§ Exercise brief
Set down, without alteration, the lines from the one that contains "For every instance of the rocky ground" through the final line of the material below.
-- Begin Material --
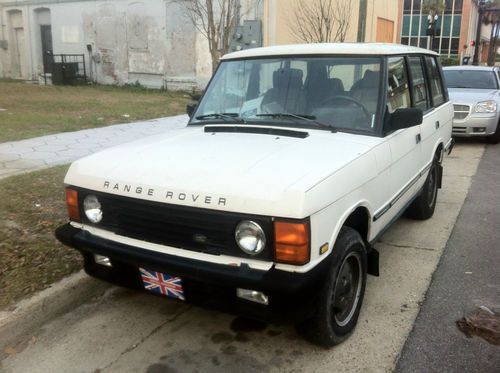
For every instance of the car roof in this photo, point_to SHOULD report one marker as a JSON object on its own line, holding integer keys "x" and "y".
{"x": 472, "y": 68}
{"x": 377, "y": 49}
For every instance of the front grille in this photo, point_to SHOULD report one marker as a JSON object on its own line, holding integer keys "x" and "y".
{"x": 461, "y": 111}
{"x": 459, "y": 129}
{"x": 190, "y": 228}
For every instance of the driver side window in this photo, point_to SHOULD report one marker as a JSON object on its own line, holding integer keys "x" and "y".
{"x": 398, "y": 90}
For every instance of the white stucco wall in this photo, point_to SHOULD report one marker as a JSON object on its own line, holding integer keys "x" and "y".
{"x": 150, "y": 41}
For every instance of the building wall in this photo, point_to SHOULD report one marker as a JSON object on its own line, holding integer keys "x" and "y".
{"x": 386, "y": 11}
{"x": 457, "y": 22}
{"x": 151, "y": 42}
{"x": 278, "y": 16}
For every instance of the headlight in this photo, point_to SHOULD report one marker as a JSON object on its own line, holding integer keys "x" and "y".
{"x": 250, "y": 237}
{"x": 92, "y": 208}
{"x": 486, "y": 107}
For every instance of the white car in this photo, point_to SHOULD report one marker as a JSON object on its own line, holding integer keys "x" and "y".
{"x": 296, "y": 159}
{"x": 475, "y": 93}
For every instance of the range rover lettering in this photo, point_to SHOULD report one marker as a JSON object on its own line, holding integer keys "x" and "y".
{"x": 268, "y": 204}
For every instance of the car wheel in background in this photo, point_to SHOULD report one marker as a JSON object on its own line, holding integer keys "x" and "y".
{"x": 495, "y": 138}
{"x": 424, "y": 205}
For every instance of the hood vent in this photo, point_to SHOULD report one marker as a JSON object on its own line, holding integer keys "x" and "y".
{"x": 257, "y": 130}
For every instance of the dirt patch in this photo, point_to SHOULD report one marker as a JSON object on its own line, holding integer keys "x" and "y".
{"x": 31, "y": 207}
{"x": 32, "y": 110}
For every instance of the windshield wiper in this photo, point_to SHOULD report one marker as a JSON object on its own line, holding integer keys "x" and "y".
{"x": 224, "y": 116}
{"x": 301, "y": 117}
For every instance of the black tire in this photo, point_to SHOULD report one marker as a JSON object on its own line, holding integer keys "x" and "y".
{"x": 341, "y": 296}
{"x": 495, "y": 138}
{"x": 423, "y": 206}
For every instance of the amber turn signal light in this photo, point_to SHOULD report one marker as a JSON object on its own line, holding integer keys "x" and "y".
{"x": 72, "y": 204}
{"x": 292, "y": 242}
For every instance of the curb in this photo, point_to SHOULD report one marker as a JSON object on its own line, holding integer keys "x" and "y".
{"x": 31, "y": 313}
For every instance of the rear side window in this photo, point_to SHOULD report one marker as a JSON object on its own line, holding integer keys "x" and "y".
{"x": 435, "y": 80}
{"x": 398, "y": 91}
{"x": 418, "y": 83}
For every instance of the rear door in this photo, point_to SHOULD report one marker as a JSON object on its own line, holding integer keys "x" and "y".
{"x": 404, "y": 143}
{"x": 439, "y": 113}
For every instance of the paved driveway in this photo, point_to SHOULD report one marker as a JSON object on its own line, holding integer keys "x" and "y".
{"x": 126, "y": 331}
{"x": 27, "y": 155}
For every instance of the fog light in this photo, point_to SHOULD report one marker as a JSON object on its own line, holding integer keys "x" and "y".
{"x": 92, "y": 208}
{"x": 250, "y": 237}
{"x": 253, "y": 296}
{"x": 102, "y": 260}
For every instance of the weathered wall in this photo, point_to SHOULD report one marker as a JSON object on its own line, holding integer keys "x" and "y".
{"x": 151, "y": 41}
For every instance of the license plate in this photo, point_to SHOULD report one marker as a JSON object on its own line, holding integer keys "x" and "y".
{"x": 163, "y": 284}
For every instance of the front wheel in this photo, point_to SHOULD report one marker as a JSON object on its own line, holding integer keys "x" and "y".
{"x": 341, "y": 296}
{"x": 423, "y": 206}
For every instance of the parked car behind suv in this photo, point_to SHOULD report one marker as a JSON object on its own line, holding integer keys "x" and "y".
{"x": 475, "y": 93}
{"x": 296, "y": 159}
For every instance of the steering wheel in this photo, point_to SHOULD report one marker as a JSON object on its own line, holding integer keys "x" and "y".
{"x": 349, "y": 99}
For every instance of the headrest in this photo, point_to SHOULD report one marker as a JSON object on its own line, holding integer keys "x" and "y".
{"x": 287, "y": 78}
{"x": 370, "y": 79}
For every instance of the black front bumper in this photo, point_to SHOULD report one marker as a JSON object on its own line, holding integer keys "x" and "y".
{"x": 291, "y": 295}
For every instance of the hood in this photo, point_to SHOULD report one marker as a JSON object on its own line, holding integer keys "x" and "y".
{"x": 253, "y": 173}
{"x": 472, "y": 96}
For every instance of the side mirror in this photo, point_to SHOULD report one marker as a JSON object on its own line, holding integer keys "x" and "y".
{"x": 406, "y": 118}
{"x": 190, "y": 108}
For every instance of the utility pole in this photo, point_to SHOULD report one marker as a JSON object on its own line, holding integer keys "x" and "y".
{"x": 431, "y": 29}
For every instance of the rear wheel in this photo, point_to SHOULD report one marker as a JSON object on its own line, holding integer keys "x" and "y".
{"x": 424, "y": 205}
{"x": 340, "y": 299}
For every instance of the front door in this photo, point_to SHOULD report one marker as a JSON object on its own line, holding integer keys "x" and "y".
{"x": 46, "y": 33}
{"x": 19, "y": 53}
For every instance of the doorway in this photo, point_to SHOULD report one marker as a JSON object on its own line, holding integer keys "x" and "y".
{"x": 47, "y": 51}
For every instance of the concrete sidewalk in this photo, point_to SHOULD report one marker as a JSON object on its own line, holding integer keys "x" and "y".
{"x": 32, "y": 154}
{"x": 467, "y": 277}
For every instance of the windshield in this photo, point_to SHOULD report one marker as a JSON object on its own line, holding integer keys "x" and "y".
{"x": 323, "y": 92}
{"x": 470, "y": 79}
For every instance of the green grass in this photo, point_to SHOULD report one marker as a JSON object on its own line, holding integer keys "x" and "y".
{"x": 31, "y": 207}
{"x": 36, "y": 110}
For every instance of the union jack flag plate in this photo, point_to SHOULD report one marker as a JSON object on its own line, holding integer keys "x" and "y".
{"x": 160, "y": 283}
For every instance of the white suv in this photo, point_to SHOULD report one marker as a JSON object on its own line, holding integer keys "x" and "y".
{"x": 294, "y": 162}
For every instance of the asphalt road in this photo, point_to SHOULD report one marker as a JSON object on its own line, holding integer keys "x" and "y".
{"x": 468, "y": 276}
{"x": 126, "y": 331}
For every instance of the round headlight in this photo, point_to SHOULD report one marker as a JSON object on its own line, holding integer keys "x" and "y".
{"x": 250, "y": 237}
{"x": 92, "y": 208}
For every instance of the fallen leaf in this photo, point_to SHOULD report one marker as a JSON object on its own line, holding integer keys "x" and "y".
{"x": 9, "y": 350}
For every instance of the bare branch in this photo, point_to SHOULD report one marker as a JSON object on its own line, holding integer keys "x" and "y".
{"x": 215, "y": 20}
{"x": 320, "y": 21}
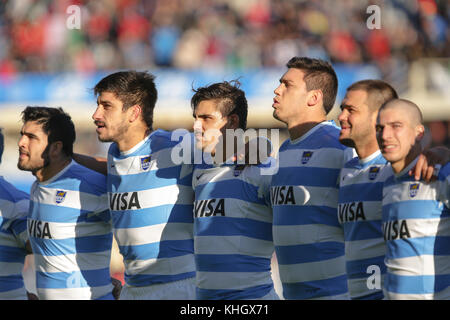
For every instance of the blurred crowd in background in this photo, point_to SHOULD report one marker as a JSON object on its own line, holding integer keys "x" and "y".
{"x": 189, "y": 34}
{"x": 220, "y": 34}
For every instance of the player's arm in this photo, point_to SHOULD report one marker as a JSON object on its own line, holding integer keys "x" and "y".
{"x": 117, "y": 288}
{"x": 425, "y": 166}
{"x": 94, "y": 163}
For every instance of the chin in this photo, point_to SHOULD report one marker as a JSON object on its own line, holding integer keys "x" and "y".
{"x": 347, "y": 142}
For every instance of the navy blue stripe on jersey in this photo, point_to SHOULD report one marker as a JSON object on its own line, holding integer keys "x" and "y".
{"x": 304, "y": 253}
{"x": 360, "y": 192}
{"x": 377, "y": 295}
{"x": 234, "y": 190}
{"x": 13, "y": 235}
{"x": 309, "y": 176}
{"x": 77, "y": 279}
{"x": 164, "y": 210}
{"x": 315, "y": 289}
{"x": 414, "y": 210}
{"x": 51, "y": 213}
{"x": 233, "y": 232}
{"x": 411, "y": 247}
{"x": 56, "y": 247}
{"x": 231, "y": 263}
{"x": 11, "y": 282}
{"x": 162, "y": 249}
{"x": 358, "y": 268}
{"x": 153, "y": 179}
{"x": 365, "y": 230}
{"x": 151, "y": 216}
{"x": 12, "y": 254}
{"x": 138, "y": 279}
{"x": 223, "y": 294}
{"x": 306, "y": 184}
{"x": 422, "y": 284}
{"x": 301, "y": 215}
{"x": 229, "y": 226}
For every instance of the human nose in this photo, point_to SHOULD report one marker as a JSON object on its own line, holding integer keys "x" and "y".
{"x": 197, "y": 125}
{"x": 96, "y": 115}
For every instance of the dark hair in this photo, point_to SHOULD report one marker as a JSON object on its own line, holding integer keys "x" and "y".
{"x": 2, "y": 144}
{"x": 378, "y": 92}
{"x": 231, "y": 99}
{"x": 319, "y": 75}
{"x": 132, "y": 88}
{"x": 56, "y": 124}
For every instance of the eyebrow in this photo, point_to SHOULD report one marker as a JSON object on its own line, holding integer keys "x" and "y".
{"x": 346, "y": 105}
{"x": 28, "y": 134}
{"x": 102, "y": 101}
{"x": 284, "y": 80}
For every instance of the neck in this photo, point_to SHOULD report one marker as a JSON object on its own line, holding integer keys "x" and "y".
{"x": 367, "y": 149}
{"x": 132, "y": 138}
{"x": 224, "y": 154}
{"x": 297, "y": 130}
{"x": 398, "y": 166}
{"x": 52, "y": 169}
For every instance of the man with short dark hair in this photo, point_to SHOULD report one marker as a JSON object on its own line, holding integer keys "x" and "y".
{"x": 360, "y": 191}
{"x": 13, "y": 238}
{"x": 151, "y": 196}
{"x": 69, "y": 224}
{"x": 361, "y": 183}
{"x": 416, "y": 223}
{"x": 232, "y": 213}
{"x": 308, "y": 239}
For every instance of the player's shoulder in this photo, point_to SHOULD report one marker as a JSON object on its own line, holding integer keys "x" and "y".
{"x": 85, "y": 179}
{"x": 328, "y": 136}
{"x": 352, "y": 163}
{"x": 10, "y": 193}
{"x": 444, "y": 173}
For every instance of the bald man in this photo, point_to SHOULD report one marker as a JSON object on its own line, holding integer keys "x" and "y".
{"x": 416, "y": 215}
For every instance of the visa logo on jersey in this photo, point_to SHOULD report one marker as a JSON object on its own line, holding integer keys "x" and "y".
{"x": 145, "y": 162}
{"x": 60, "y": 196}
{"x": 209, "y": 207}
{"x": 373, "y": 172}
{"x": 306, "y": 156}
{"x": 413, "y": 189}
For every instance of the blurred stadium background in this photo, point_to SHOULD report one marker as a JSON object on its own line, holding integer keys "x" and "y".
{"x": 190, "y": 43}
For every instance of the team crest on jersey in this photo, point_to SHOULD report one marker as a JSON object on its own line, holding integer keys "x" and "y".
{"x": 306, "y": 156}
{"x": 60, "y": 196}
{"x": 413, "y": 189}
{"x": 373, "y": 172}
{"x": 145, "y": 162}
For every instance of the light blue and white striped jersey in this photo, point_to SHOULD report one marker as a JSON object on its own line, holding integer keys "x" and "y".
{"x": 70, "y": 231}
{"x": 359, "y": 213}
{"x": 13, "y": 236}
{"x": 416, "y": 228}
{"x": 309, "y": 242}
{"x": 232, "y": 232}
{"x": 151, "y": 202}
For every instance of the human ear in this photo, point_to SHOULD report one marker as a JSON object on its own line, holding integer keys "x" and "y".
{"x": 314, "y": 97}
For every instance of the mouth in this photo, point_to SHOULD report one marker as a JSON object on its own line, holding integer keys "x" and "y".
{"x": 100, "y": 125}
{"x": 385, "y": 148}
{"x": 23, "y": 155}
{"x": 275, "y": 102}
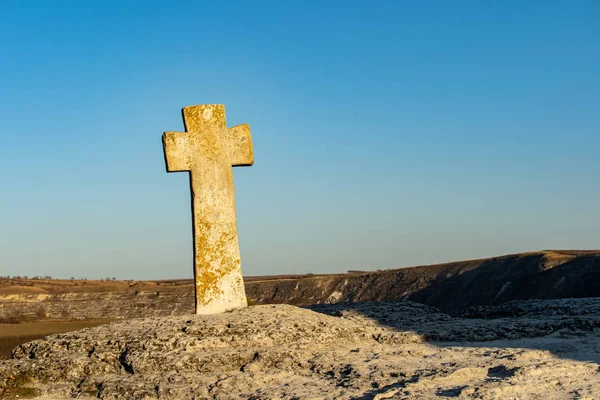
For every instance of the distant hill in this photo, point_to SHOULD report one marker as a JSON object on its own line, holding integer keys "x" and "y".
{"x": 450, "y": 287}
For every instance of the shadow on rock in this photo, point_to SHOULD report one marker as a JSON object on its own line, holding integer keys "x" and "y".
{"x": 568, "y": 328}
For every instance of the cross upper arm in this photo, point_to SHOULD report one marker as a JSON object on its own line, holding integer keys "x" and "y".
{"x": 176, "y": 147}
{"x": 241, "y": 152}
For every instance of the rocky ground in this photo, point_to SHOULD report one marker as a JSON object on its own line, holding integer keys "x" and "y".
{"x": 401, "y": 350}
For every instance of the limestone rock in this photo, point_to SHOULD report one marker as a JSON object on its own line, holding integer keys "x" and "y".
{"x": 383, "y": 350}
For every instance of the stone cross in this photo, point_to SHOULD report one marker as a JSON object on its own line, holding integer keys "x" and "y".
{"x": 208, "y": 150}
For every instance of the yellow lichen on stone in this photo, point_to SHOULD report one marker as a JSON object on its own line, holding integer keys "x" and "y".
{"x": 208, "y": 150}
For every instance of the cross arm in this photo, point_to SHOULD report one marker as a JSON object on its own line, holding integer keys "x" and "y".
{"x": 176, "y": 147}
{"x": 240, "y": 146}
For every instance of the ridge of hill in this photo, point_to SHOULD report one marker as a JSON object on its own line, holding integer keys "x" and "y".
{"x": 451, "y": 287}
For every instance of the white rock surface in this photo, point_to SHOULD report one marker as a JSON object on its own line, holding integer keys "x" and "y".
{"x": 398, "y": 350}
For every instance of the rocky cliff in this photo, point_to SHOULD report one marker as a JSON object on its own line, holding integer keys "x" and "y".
-- End Material --
§ Solution
For every instance of the rocky ground in this photo, point_to SHOULD report one marker as a JSON object on its own line, holding integer keys "x" and "y".
{"x": 401, "y": 350}
For every instance of the limestone rock in this photo, point_to SHOULD report one marker as a JSON object on its own line, holding integer keys "x" and "y".
{"x": 383, "y": 350}
For every instance of the stone cross in this photo, point_to SHOULD report one marker as a JSON object on its own line, holding integer keys "x" and "y".
{"x": 208, "y": 150}
For every instance of the yellow lichen on stone in this photo, point_to SHOULD report one marker as a JSON object on its own line, holding integer keys "x" and "y".
{"x": 208, "y": 150}
For every instance of the cross arm in this photo, point_to SHOULD report one marker as a JSON object on its own line, holding integer keys "x" and "y".
{"x": 176, "y": 147}
{"x": 240, "y": 146}
For every instance of the ridge of hill in this photo, point_to SHOULD report one marker as a JSON object on its own line, holding integer keys "x" and "y".
{"x": 451, "y": 287}
For every instance of the white rock surface in this photo, point_to SHOULD report one marker as a JSON object on its own line, holding integer keys "x" and "y".
{"x": 398, "y": 350}
For every instance of the rocky cliff in this photo, point_to SHOULD report one marker as a JSON object on its own line, holding integer keys "x" and "y".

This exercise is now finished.